◆ **Short exercise**
Output exactly, and only, the stretch of lines beginning at the line with "Draw the outline of every instance of the window" and ending at the last line of the listing below. Drop the pictures.

◆ **Records provided**
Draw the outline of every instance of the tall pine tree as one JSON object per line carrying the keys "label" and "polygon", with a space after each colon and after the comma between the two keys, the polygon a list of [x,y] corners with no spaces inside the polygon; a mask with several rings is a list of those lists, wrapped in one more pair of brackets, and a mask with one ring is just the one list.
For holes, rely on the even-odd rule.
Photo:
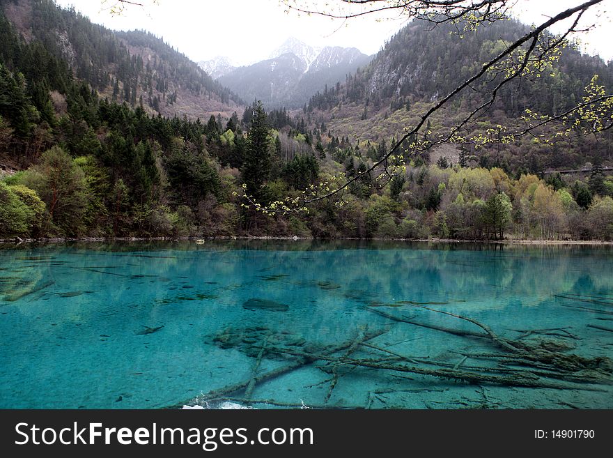
{"label": "tall pine tree", "polygon": [[247,138],[242,163],[242,182],[247,192],[259,202],[265,198],[265,184],[270,175],[270,127],[262,102],[258,101],[253,112],[253,119]]}

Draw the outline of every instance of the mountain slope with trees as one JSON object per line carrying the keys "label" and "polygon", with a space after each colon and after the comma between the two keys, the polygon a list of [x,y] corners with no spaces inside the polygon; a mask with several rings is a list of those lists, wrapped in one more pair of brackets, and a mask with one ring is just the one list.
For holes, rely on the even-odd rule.
{"label": "mountain slope with trees", "polygon": [[[110,31],[74,9],[58,8],[52,0],[2,0],[0,7],[15,33],[26,42],[40,43],[55,59],[65,61],[72,76],[113,100],[194,119],[217,113],[229,116],[242,103],[151,33]],[[3,54],[8,62],[24,59]],[[33,61],[31,66],[36,63]],[[63,88],[53,89],[61,93]]]}
{"label": "mountain slope with trees", "polygon": [[[459,27],[461,30],[461,26]],[[313,125],[325,123],[335,136],[348,137],[364,144],[368,141],[387,144],[402,136],[407,126],[417,123],[421,114],[449,93],[529,26],[504,20],[477,28],[459,37],[458,26],[449,24],[432,28],[427,21],[414,20],[399,31],[366,67],[349,76],[339,86],[316,93],[305,115]],[[517,124],[529,108],[552,115],[582,100],[584,89],[594,75],[598,84],[613,87],[613,63],[599,57],[582,55],[567,48],[559,61],[531,82],[518,80],[505,85],[487,113],[475,120],[465,134],[483,135],[497,125]],[[479,94],[493,86],[495,80],[481,82],[474,91],[455,100],[435,115],[426,130],[430,137],[447,135],[463,116],[483,102]],[[481,86],[484,87],[481,87]],[[432,152],[432,162],[441,155],[457,163],[464,153],[483,167],[500,167],[541,173],[548,169],[577,168],[586,162],[613,159],[613,137],[583,137],[552,149],[524,139],[501,148],[488,146],[476,151],[474,145]]]}
{"label": "mountain slope with trees", "polygon": [[[75,75],[70,54],[56,54],[56,42],[20,34],[0,21],[0,164],[20,169],[0,176],[0,238],[613,238],[613,176],[599,155],[588,176],[545,179],[538,169],[505,164],[506,148],[523,154],[523,144],[502,146],[502,167],[495,162],[479,167],[481,150],[462,150],[453,165],[444,156],[435,164],[405,151],[389,159],[401,171],[388,182],[379,181],[377,171],[368,169],[394,142],[383,132],[378,139],[367,139],[377,133],[378,115],[366,117],[372,125],[362,126],[359,140],[335,134],[350,119],[342,118],[342,109],[355,104],[363,112],[357,83],[376,82],[374,68],[325,89],[311,100],[311,109],[297,117],[282,109],[267,112],[254,102],[242,114],[194,121],[114,100],[112,93]],[[582,65],[589,61],[577,59]],[[587,68],[586,78],[594,70]],[[560,77],[582,84],[582,75],[561,72]],[[385,99],[382,93],[381,109],[384,102],[404,104],[393,112],[390,107],[388,120],[414,116],[412,110],[420,104],[433,103],[429,83],[421,81],[427,76],[412,83],[423,86],[421,100],[417,89],[404,99]],[[394,81],[373,84],[373,93],[364,86],[362,93],[387,91]],[[356,101],[350,100],[351,89]],[[536,93],[534,88],[522,90]],[[453,108],[459,113],[471,102]],[[506,119],[504,109],[499,107],[500,113],[492,116]],[[325,113],[329,120],[318,119]],[[435,121],[433,130],[438,123],[444,127],[442,116]],[[479,122],[489,125],[495,120]],[[600,137],[594,150],[607,151],[606,140]],[[572,144],[539,148],[543,157],[569,151],[581,160],[590,157]],[[494,153],[490,146],[483,150],[488,157]],[[327,192],[348,178],[355,180],[340,199],[319,200],[308,212],[264,215],[245,197],[281,208],[276,202],[300,202],[305,190]]]}

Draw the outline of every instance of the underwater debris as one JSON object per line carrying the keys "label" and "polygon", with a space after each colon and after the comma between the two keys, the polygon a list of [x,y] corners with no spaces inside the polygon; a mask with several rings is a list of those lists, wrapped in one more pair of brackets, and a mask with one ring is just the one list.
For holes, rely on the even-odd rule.
{"label": "underwater debris", "polygon": [[4,297],[4,300],[8,302],[14,302],[15,300],[21,299],[22,298],[24,298],[26,296],[29,296],[30,294],[39,291],[42,289],[45,289],[47,287],[50,287],[52,284],[55,284],[55,282],[45,282],[44,283],[41,283],[40,284],[35,284],[31,288],[26,289],[20,291],[16,291],[13,294],[7,294]]}
{"label": "underwater debris", "polygon": [[56,293],[61,298],[74,298],[83,294],[82,291],[71,291],[67,293]]}
{"label": "underwater debris", "polygon": [[447,305],[449,302],[416,302],[415,300],[396,300],[396,304],[410,304],[411,305]]}
{"label": "underwater debris", "polygon": [[332,283],[332,282],[318,282],[317,286],[325,291],[330,289],[338,289],[341,287],[340,284]]}
{"label": "underwater debris", "polygon": [[143,326],[143,330],[138,331],[137,333],[134,333],[136,335],[148,335],[149,334],[153,334],[153,333],[157,333],[164,328],[164,325],[162,324],[161,326],[155,326],[155,328],[150,328],[149,326]]}
{"label": "underwater debris", "polygon": [[287,312],[290,306],[281,304],[274,300],[267,299],[251,298],[245,300],[242,304],[242,308],[255,312],[256,310],[266,310],[267,312]]}
{"label": "underwater debris", "polygon": [[276,275],[260,275],[258,278],[261,278],[265,282],[278,282],[286,277],[289,277],[289,275],[285,273],[280,273]]}

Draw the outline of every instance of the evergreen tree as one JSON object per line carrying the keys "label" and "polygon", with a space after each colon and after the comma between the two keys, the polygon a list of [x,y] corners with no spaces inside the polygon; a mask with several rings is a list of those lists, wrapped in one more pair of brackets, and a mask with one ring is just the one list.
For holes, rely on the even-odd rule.
{"label": "evergreen tree", "polygon": [[258,201],[265,197],[264,185],[270,174],[269,130],[266,112],[262,102],[258,101],[247,135],[241,173],[247,194],[253,195]]}
{"label": "evergreen tree", "polygon": [[607,188],[605,187],[605,171],[603,169],[603,162],[598,158],[591,167],[589,174],[589,190],[593,195],[604,196]]}

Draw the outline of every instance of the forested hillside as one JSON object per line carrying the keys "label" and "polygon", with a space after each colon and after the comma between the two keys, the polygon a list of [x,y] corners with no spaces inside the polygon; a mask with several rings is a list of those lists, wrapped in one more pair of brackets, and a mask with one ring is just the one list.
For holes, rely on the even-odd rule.
{"label": "forested hillside", "polygon": [[[8,10],[33,5],[32,11],[40,7],[49,17],[72,17],[78,24],[89,24],[74,11],[54,10],[48,1],[22,1],[17,6],[8,3]],[[6,7],[8,3],[2,4]],[[433,77],[432,68],[439,71],[437,64],[425,70],[429,58],[419,58],[423,66],[415,70],[410,62],[404,63],[405,59],[413,58],[404,55],[405,48],[396,39],[373,66],[344,84],[325,88],[313,98],[306,112],[297,116],[285,109],[267,113],[256,102],[228,115],[164,116],[150,106],[150,90],[154,98],[162,94],[163,100],[167,84],[165,97],[173,103],[172,87],[194,93],[199,91],[201,95],[210,91],[212,100],[221,98],[223,92],[214,92],[215,86],[207,89],[204,77],[200,80],[189,77],[191,64],[181,67],[178,61],[171,60],[175,54],[169,48],[161,42],[156,47],[150,41],[155,39],[145,33],[131,35],[134,41],[122,47],[122,40],[127,42],[130,34],[109,35],[107,40],[104,29],[90,24],[88,27],[100,31],[100,39],[93,40],[98,44],[87,40],[83,49],[73,55],[65,51],[79,43],[79,33],[61,51],[59,42],[51,38],[55,29],[49,31],[41,25],[36,34],[28,35],[27,27],[14,14],[12,17],[0,17],[0,165],[19,171],[0,176],[0,238],[613,238],[613,178],[605,169],[610,145],[607,132],[597,140],[573,140],[559,149],[520,144],[505,145],[499,151],[491,147],[462,150],[457,160],[451,160],[453,164],[447,156],[435,161],[405,152],[395,159],[405,168],[387,185],[382,185],[375,173],[364,174],[339,201],[320,201],[308,212],[266,215],[249,205],[242,197],[244,190],[264,204],[288,197],[300,199],[311,185],[323,183],[323,188],[334,188],[344,182],[342,174],[352,177],[364,172],[388,151],[392,136],[399,138],[402,132],[401,127],[384,132],[381,126],[393,126],[392,121],[398,126],[410,123],[415,115],[412,110],[427,106],[437,96],[438,86],[426,81]],[[414,33],[414,26],[405,31]],[[142,43],[134,38],[137,36]],[[439,48],[435,38],[432,40],[424,43],[432,45],[430,52],[435,56]],[[496,44],[472,40],[465,43],[479,49]],[[106,57],[95,52],[104,47],[103,43],[111,42],[117,47],[109,45]],[[152,75],[157,77],[152,77],[150,84],[146,78],[141,79],[149,72],[146,64],[141,68],[141,61],[134,56],[139,54],[130,51],[130,46],[142,49],[145,44],[157,59],[155,72],[151,64]],[[440,45],[439,52],[448,45]],[[392,52],[390,46],[399,47]],[[463,49],[453,48],[449,59],[467,65],[468,56],[476,48],[465,53]],[[109,57],[115,52],[123,52],[121,49],[129,59]],[[165,56],[164,49],[169,56]],[[84,58],[84,54],[88,56]],[[557,68],[543,82],[535,84],[548,84],[557,78],[564,88],[575,84],[580,96],[584,80],[593,76],[589,76],[590,72],[601,70],[605,81],[610,77],[607,73],[610,66],[598,61],[592,66],[574,52],[568,59],[560,63],[566,70]],[[166,68],[171,61],[175,62],[172,71]],[[571,69],[573,61],[576,72]],[[87,62],[92,63],[88,66]],[[93,62],[123,62],[125,73],[118,66],[107,75],[100,70],[106,63]],[[385,81],[376,71],[382,62],[396,62],[394,68],[398,69],[396,73],[386,73]],[[137,85],[130,79],[134,75],[130,68],[142,70],[137,72]],[[405,87],[398,86],[398,82],[406,82],[410,68],[414,68],[413,79]],[[447,68],[441,64],[440,69]],[[397,77],[392,77],[396,73]],[[118,77],[118,89],[114,91]],[[443,79],[439,82],[440,91],[452,84]],[[123,91],[124,84],[130,85],[130,94]],[[133,106],[132,88],[135,87],[146,91],[137,89]],[[551,104],[565,102],[556,101],[552,87],[545,86],[546,91],[531,86],[521,89],[522,97],[536,98],[546,92],[537,107],[557,109]],[[376,103],[379,112],[373,113],[369,110]],[[470,103],[465,100],[454,109],[460,112]],[[491,118],[479,122],[489,126],[497,122],[497,116],[509,119],[512,110],[520,109],[515,105],[522,103],[502,98]],[[358,110],[357,121],[364,117],[363,123],[354,122],[350,116],[343,117],[343,110],[350,108]],[[453,113],[448,114],[448,119],[441,117],[437,121],[441,128],[453,121]],[[430,128],[439,127],[433,123]],[[341,129],[352,130],[351,135],[337,134]],[[538,155],[531,153],[533,150]],[[531,162],[550,158],[548,163],[556,164],[559,158],[567,156],[576,160],[564,159],[560,163],[591,160],[589,175],[552,174],[545,179],[538,161]]]}
{"label": "forested hillside", "polygon": [[[222,112],[230,116],[240,99],[162,40],[144,31],[114,32],[91,22],[74,9],[64,10],[52,0],[2,0],[3,33],[17,33],[38,43],[53,58],[68,66],[70,74],[88,83],[100,95],[150,113],[190,118]],[[8,29],[13,30],[9,31]],[[5,40],[3,59],[26,76],[44,79],[63,93],[66,82],[53,69],[38,66],[38,51],[11,47]],[[33,72],[38,72],[38,74]]]}
{"label": "forested hillside", "polygon": [[[314,124],[324,122],[335,136],[348,137],[361,146],[368,140],[385,141],[389,145],[393,137],[401,136],[405,127],[416,125],[425,111],[529,27],[515,20],[505,20],[479,27],[461,37],[458,30],[451,24],[433,28],[427,21],[413,21],[389,40],[370,65],[342,84],[316,93],[305,114]],[[562,113],[582,100],[584,89],[594,75],[598,75],[598,84],[613,86],[613,63],[605,64],[599,57],[566,48],[559,60],[538,77],[502,87],[495,104],[468,125],[464,135],[485,135],[499,125],[511,131],[511,126],[522,125],[518,121],[526,109],[544,114]],[[432,138],[447,135],[483,102],[480,94],[499,81],[492,77],[478,82],[472,91],[435,114],[425,130],[430,131]],[[463,149],[481,167],[540,173],[548,169],[577,168],[586,162],[611,160],[612,145],[610,132],[598,138],[582,137],[553,151],[528,138],[505,148],[497,145],[476,151],[474,146],[467,145]],[[433,151],[430,159],[435,162],[441,155],[446,155],[457,163],[460,153],[459,146]]]}

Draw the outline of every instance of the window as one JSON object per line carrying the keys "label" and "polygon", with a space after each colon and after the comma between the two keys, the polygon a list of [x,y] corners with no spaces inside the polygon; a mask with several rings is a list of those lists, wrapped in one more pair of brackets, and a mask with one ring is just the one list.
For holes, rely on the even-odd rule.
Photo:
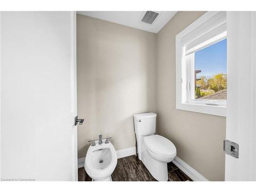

◆ **Task response**
Draw the outline of every instance of the window as one JSON object per line carrying the keys "label" and "polygon", with a space after each colon and after the comma between the two keys, the polygon a list of [x,y] corners with no spaces inside the polygon; a mask with several rings is a list of those lists, wrapped in one more pair of brackets, and a mask with one ring is just the one list.
For holes, rely on the even-odd rule.
Photo:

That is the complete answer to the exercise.